→ **INPUT DATA**
....

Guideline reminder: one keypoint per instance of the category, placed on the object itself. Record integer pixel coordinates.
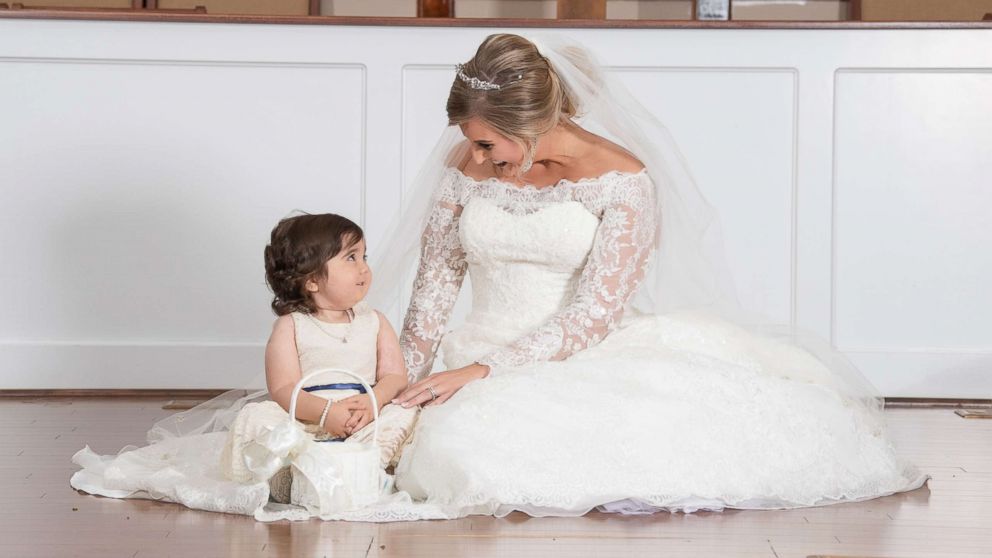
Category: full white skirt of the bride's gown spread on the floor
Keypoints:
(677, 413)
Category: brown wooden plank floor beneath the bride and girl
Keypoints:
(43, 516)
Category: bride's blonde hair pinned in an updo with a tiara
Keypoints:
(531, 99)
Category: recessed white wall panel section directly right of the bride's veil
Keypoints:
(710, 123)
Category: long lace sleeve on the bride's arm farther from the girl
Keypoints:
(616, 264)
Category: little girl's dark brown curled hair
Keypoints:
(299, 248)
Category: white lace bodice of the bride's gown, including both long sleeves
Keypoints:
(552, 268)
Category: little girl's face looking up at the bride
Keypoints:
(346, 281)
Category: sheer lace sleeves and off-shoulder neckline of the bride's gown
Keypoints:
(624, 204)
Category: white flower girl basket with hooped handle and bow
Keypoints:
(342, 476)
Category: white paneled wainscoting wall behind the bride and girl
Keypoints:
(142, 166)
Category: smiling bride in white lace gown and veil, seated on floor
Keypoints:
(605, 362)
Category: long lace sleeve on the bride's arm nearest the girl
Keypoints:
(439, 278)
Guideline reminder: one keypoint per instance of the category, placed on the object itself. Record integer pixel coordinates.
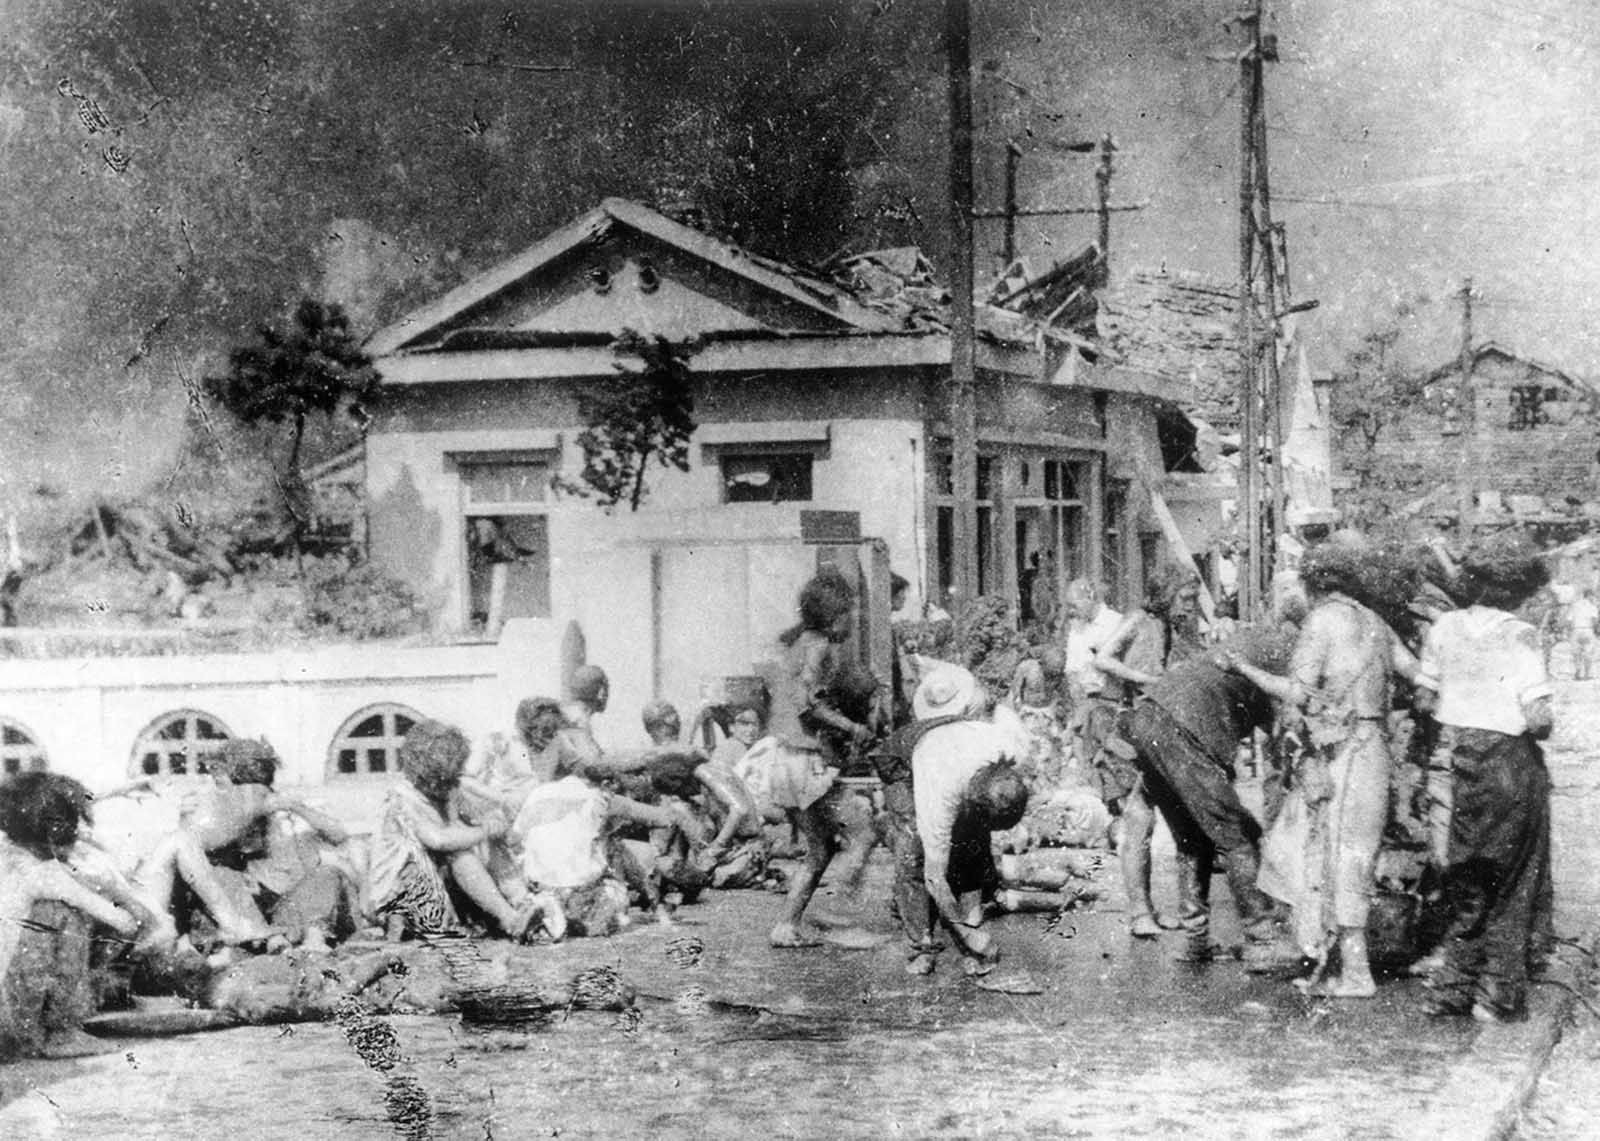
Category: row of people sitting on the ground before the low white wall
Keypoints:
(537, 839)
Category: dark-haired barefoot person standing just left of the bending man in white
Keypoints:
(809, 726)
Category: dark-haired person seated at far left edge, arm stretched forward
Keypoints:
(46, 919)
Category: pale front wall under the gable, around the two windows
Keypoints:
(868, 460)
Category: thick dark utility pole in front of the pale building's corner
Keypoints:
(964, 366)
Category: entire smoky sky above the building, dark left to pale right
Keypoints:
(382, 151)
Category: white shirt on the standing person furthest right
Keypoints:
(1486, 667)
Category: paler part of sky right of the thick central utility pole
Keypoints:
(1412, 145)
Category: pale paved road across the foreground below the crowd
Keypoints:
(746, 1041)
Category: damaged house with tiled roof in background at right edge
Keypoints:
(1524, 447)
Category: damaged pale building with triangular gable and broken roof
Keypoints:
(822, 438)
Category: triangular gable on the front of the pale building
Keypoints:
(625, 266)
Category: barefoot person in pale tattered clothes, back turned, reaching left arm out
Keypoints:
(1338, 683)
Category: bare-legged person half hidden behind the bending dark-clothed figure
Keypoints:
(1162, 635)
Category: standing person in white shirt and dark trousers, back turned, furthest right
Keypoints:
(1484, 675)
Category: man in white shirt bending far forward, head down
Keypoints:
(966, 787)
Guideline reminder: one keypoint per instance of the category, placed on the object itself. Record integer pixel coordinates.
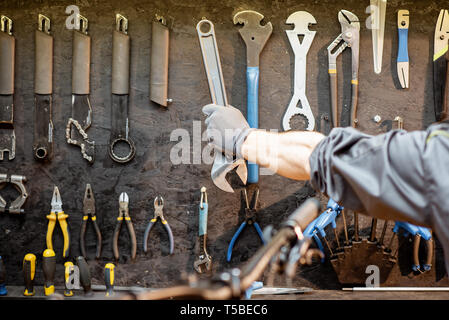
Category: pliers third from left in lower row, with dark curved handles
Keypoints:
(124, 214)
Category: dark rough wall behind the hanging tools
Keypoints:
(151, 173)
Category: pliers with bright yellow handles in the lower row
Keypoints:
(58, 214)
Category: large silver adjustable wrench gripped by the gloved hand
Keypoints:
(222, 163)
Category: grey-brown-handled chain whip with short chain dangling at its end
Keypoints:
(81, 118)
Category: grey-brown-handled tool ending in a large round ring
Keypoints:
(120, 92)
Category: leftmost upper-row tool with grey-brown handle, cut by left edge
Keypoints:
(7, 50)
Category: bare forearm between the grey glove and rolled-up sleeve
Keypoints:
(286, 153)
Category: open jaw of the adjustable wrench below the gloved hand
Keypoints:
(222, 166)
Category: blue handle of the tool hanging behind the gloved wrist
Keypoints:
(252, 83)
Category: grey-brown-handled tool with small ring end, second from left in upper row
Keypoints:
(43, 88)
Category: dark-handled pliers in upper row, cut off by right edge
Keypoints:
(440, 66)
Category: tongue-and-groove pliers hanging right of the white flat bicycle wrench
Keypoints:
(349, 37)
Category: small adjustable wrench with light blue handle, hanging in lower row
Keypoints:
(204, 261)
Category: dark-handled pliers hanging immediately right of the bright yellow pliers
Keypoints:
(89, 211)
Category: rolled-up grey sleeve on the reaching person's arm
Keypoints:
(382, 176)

....

→ **EXERCISE PROMPT**
When you set down the records above, copy every line exactly and exclude the pictures.

→ **EXERCISE OUTPUT**
Guideline reminder: one keypoint per instance of the category, placed on the object itself. Record integer pixel coordinates.
Category: full white skirt of the bride's gown spread on the floor
Keypoints:
(677, 413)
Category: brown wooden plank floor beneath the bride and girl
Keypoints:
(43, 516)
Category: bride's blonde hair pinned in an updo with a tiara
Keypoints:
(531, 99)
Category: recessed white wall panel section directly right of the bride's veil
Keypoints:
(710, 123)
Category: long lace sleeve on the bride's arm farther from the girl
Keypoints:
(616, 264)
Category: little girl's dark brown curled hair
Keypoints:
(299, 248)
Category: white lace bodice of the bride's gown, including both long sleeves
Keypoints:
(552, 268)
Category: little girl's face looking up at the bride
Keypoints:
(346, 281)
Category: sheer lace sleeves and off-shoulder neckline of the bride's gown
Keypoints:
(624, 204)
Category: white flower girl basket with hooped handle and bow
Keypoints:
(342, 476)
Category: white paneled wainscoting wall behind the bride and girl
Keypoints:
(142, 166)
Category: smiling bride in white lace gown and veil, seated on floor
Keypoints:
(605, 362)
Category: long lace sleeve on the bride's arm nearest the girl
Keypoints:
(439, 278)
Guideline reminder: one keypoint per instance of the category, placed on the object itself. Record integer pixel coordinates.
Category: row of people sitting on the ground before the low white wall
Keypoints:
(537, 839)
Category: dark-haired barefoot person standing just left of the bending man in white
Keypoints:
(809, 726)
Category: dark-haired person seated at far left edge, arm stretched forward
Keypoints:
(46, 919)
Category: pale front wall under the gable, around the two windows
Keypoints:
(868, 460)
Category: thick dark utility pole in front of the pale building's corner
Keypoints:
(964, 366)
Category: entire smoky sky above the building, dark left to pale right
Keypoints:
(382, 151)
Category: white shirt on the standing person furthest right
Keypoints:
(1486, 667)
Category: paler part of sky right of the thick central utility pole
Keypoints:
(1412, 145)
Category: pale paved road across the foreground below the crowd
Keypoints:
(746, 1041)
Category: damaged house with tiled roof in background at right edge
Keypoints:
(1524, 447)
Category: damaged pale building with triangular gable and broken roof
Keypoints:
(822, 438)
Category: triangular gable on the front of the pale building
Keypoints:
(625, 266)
Category: barefoot person in pale tattered clothes, back turned, reaching left arm out
Keypoints:
(1338, 683)
Category: bare-legged person half hidden behind the bending dark-clothed figure
Keypoints:
(1162, 635)
Category: standing person in white shirt and dark trousers, back turned, furthest right
Keypoints:
(1484, 675)
Category: man in white shirt bending far forward, head down
Keypoints:
(966, 787)
Guideline reminder: one keypoint per instance of the category, placed on the object itself. Record integer pixel coordinates.
Category: pliers third from left in lower row, with dark curved handles
Keypoints:
(124, 214)
Category: dark rough wall behind the hanging tools
Keypoints:
(151, 173)
Category: pliers with bright yellow handles in the lower row
Keypoints:
(58, 214)
Category: large silver adjustable wrench gripped by the gloved hand
Keypoints:
(222, 163)
Category: grey-brown-handled chain whip with short chain dangling at its end
Keypoints:
(81, 118)
Category: grey-brown-handled tool ending in a large round ring
Keypoints:
(120, 92)
Category: leftmost upper-row tool with grey-brown handle, cut by left edge
Keypoints:
(7, 50)
Category: bare forearm between the grey glove and rolled-up sleeve
Keypoints:
(286, 153)
Category: open jaw of the adjustable wrench below the gloved hand
Keypoints:
(222, 166)
Category: blue handle of the tool hanging behind the gloved wrist
Keypoints:
(252, 83)
Category: grey-brown-handled tool with small ring end, second from left in upper row
Keypoints:
(43, 88)
Category: dark-handled pliers in upper row, cut off by right edge
Keypoints:
(440, 66)
Category: tongue-and-groove pliers hanging right of the white flat bicycle wrench
Keypoints:
(349, 37)
Category: small adjustable wrench with light blue handle, hanging in lower row
Keypoints:
(204, 261)
Category: dark-handled pliers hanging immediately right of the bright yellow pliers
Keypoints:
(89, 211)
Category: rolled-up grey sleeve on the reaching person's arm
Keypoints:
(382, 176)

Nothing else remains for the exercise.